▶ [Aim]: Please reproduce each of the following rows word for word, leaving nothing out.
══ Input for this task ══
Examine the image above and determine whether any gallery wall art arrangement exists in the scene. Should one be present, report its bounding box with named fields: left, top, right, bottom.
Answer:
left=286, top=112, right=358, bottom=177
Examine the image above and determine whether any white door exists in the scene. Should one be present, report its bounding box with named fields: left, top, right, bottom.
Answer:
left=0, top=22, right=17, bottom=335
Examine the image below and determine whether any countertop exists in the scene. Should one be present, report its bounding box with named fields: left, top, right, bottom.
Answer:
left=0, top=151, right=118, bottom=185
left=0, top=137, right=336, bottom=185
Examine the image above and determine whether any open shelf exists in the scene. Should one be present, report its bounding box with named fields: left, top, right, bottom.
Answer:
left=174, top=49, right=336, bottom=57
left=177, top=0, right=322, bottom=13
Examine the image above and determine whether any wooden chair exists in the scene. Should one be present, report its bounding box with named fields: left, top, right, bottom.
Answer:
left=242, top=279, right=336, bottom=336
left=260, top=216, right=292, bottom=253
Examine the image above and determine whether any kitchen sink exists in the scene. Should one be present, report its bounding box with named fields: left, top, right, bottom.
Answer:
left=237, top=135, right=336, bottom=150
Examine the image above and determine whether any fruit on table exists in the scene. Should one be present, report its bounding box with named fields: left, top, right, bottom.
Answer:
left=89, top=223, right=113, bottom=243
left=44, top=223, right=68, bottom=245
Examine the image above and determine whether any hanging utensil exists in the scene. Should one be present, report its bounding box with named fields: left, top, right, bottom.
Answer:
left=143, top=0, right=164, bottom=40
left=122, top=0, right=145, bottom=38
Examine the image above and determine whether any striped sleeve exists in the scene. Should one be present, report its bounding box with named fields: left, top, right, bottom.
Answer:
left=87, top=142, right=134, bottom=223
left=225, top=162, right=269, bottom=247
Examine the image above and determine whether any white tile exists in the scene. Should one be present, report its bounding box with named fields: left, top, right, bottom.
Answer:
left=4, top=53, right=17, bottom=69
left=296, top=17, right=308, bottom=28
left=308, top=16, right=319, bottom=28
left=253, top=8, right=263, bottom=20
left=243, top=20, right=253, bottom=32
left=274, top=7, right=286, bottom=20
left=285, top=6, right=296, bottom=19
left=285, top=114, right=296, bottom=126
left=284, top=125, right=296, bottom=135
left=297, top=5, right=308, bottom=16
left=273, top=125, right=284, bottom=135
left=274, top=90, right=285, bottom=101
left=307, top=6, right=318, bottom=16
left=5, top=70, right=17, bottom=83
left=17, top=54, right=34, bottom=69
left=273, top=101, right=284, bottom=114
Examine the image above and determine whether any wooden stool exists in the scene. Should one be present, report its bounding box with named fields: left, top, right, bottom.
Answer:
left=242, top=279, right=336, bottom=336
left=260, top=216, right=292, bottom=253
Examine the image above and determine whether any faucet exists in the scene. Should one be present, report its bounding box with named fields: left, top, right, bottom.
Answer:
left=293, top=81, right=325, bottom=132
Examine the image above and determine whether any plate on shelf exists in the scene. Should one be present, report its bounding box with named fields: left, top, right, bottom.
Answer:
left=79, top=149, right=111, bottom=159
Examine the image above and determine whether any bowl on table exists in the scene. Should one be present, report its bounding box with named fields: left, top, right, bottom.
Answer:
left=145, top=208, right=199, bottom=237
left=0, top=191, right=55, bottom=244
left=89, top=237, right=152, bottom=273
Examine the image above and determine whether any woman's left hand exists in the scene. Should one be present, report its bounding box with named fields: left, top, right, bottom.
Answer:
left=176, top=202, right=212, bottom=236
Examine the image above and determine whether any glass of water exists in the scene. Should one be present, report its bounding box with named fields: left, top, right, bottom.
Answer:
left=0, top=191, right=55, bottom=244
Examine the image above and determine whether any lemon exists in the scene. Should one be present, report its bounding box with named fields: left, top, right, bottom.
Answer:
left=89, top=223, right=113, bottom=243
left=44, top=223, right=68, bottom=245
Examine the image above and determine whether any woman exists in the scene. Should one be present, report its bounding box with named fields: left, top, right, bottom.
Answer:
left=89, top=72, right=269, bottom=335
═══
▶ [Result for this exercise]:
Examine the image above and determine whether any gallery wall art arrangement exists in the scene. Should one be present, report its bounding box with named fields: left, top, right, bottom.
Answer:
left=286, top=112, right=358, bottom=177
Examine the image above and determine whether any white door exists in the scene. Should one be present, report its bounding box with named fields: left, top, right, bottom.
Answer:
left=0, top=22, right=17, bottom=335
Examine the image below and determine whether any countertop exists in the scene. Should one be present, report its bounding box with named fields: left, top, right, bottom.
Answer:
left=0, top=151, right=118, bottom=185
left=0, top=137, right=336, bottom=185
Examine the image above and determine whether any open shelf exists in the scene. Should one be present, report its bounding box with named fields: left, top, right, bottom.
Answer:
left=174, top=49, right=336, bottom=57
left=177, top=0, right=322, bottom=13
Examine the image above and determine whether any wooden chair exists in the scene. Should one be present, report its bounding box with named fields: left, top, right, bottom.
Answer:
left=242, top=279, right=336, bottom=336
left=260, top=216, right=292, bottom=253
Examine the image above and determine whether any kitchen sink exists in the scene. Should one be present, report its bounding box with named fields: left, top, right, bottom.
Answer:
left=237, top=135, right=336, bottom=150
Examine the image above and determine whether any fruit on table exists in the scene. Should one be present, report its bounding box with named fields: left, top, right, bottom.
Answer:
left=89, top=223, right=113, bottom=243
left=44, top=223, right=68, bottom=245
Examine the image above and determine whether any hanging utensil exists in the scene. Should one be present, report its bounding box with named fields: left, top, right, bottom.
Answer:
left=143, top=0, right=164, bottom=40
left=122, top=0, right=145, bottom=38
Examine the image above and determine whether any striped sleeve exists in the scene. Should one be present, report its bounding box with named fields: left, top, right, bottom.
Answer:
left=87, top=142, right=134, bottom=223
left=225, top=162, right=269, bottom=247
Examine the image above and determine whether any white tile exists in the scene. Should one be present, report its bounding box with named fields: left, top, right, bottom.
Answer:
left=4, top=53, right=17, bottom=69
left=296, top=17, right=308, bottom=28
left=308, top=16, right=319, bottom=28
left=253, top=8, right=263, bottom=20
left=243, top=20, right=253, bottom=32
left=274, top=7, right=286, bottom=20
left=285, top=6, right=296, bottom=19
left=285, top=114, right=296, bottom=126
left=284, top=125, right=296, bottom=135
left=297, top=5, right=308, bottom=16
left=273, top=125, right=284, bottom=135
left=274, top=90, right=285, bottom=101
left=307, top=6, right=318, bottom=16
left=5, top=70, right=17, bottom=83
left=17, top=54, right=34, bottom=69
left=273, top=101, right=284, bottom=114
Examine the image above and determine whether any wooden stool exists in the scene. Should one be present, report its bounding box with named fields: left, top, right, bottom.
Answer:
left=242, top=279, right=336, bottom=336
left=260, top=216, right=292, bottom=253
Examine the image above and determine whether any faucet exists in the scene. Should one be present, report its bounding box with named fields: left, top, right, bottom.
Answer:
left=293, top=81, right=325, bottom=132
Examine the image above and determine whether any plate on shelf exists in the scene. Should one be present, report its bounding box with named fields: left, top, right, bottom.
Answer:
left=79, top=149, right=111, bottom=159
Examine the image above and determine whether any bowl on table exists in the scene. Should one be present, report its bounding box with named fields: left, top, right, bottom.
Answer:
left=145, top=208, right=199, bottom=237
left=0, top=191, right=55, bottom=244
left=89, top=237, right=152, bottom=273
Examine the image above and determine whether any woman's left hand exists in the scene. Should one be present, report its bounding box with named fields: left, top, right, bottom.
Answer:
left=176, top=202, right=212, bottom=236
Examine the image above and determine whether any glass of water exists in the scene. Should one be present, report its bounding box with named fields: left, top, right, bottom.
Answer:
left=0, top=191, right=55, bottom=244
Examine the image above and determine whether any lemon exists in the scene. Should one be present, report its bounding box with named fields: left, top, right, bottom.
Answer:
left=89, top=223, right=113, bottom=243
left=44, top=223, right=68, bottom=245
Examine the image above and determine whether any woman exists in the scene. Should one be present, report its bounding box with named fields: left, top, right, bottom.
Answer:
left=89, top=72, right=269, bottom=335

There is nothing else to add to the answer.